## Task requirements:
The response must contain all of the entries, each one repeated exactly.

··· Records to use

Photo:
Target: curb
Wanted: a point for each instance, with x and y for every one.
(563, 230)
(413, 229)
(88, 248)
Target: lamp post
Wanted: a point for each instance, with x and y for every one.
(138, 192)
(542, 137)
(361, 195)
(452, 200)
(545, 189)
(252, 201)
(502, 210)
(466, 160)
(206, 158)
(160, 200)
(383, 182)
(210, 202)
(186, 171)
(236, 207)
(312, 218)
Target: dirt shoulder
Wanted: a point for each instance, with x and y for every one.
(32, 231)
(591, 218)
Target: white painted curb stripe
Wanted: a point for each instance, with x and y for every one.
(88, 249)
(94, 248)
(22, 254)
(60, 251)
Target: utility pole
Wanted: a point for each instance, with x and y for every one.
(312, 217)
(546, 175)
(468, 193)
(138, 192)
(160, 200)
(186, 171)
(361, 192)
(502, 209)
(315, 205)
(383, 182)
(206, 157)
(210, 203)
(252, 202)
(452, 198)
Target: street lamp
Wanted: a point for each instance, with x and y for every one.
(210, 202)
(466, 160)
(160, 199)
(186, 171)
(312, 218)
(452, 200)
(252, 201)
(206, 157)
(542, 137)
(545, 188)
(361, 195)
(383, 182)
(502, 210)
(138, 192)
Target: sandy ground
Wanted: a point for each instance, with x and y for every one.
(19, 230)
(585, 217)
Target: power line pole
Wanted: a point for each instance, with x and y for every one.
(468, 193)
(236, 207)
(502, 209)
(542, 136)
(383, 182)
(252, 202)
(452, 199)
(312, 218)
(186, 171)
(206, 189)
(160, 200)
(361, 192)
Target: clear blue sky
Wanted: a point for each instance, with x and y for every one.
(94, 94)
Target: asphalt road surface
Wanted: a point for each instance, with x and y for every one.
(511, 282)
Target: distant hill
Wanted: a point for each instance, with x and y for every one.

······

## Solution:
Photo:
Target: curb
Wanted: a point for each instance, with x and y for every one.
(563, 230)
(413, 229)
(88, 248)
Target: lamp post
Wanted: a point for each instance, with x and y for every one.
(138, 192)
(542, 137)
(361, 195)
(452, 200)
(545, 189)
(252, 201)
(502, 210)
(466, 160)
(206, 158)
(160, 200)
(383, 182)
(210, 202)
(186, 171)
(236, 207)
(312, 218)
Target: dirt shoulder
Wanted: a point for each instance, with x and y for every one.
(32, 231)
(591, 218)
Target: white painted curb stripe
Wanted: a point for each instance, with x and y for every one.
(88, 249)
(94, 248)
(22, 254)
(60, 251)
Target: utility pole
Wanted: a point for each instance, with x and y for every one.
(312, 217)
(546, 175)
(468, 193)
(138, 192)
(160, 200)
(186, 171)
(361, 192)
(502, 209)
(315, 205)
(383, 182)
(206, 157)
(210, 203)
(252, 202)
(452, 198)
Target: street lamp
Wanted: a point for each instance, with x and y for every one.
(210, 202)
(466, 160)
(160, 199)
(186, 171)
(312, 218)
(452, 200)
(252, 201)
(206, 157)
(542, 137)
(545, 188)
(361, 195)
(383, 182)
(502, 210)
(138, 192)
Target: sandy ground
Wanted: a point for each instance, with x and y for every one.
(19, 230)
(585, 217)
Target: power line pole
Wanted: a point for each instance, with x and y for every one.
(468, 193)
(236, 207)
(502, 209)
(542, 136)
(383, 182)
(252, 202)
(452, 199)
(312, 218)
(186, 171)
(206, 189)
(160, 200)
(361, 192)
Target: clear blue sky
Wanted: a point for each instance, with x and y for every one.
(94, 94)
Target: asphalt road surface
Wanted: a point for each instance, with x and y for every one.
(511, 282)
Target: distant hill
Wanted: a point for each instance, with x and y for every one.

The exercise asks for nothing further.